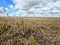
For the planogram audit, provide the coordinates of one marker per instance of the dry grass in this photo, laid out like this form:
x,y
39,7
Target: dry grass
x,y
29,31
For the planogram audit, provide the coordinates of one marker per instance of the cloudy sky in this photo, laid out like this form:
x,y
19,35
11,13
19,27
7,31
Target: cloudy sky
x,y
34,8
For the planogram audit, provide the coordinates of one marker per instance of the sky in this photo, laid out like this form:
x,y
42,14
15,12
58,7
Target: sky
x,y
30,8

━━━━━━━━━━

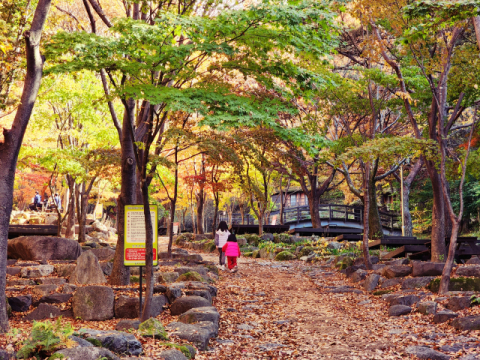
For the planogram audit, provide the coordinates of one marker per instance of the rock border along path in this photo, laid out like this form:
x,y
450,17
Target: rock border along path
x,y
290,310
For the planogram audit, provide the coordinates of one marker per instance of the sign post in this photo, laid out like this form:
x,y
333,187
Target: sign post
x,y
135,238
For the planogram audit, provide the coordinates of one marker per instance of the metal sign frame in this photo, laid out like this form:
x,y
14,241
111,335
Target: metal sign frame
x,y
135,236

━━━━━━━━━━

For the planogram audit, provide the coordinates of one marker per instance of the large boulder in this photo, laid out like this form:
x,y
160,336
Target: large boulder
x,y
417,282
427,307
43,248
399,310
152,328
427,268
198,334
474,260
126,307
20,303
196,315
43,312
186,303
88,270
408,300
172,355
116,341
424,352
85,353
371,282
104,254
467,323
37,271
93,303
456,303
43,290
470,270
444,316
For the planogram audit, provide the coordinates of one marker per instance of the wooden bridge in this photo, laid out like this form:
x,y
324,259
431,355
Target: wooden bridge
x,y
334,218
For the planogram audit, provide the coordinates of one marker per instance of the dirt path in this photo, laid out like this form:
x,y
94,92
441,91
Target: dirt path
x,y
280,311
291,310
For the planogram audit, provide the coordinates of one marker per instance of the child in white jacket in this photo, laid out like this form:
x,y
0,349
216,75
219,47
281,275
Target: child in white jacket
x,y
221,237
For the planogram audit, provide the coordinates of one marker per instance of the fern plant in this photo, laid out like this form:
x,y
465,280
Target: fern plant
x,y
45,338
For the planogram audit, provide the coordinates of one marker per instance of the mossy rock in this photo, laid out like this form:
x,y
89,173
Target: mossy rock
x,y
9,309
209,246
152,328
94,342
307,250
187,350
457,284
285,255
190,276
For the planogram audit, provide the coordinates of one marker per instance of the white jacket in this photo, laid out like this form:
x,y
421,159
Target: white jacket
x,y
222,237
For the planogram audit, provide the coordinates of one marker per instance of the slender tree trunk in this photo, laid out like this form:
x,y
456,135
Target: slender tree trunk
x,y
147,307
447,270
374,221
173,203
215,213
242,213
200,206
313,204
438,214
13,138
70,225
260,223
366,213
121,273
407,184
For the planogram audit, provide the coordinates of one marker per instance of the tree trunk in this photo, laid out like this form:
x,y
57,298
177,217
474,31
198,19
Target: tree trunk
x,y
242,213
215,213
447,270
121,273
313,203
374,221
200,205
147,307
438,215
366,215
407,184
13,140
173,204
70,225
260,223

━━━━━━━━━━

» Task prompt:
Show each line of the material above that contains the word "wooden". Case counts.

» Solution:
For the planogram audit, provide the coordinates of one marker per instance of the wooden bridge in this photo, laid out like this form:
Target: wooden bridge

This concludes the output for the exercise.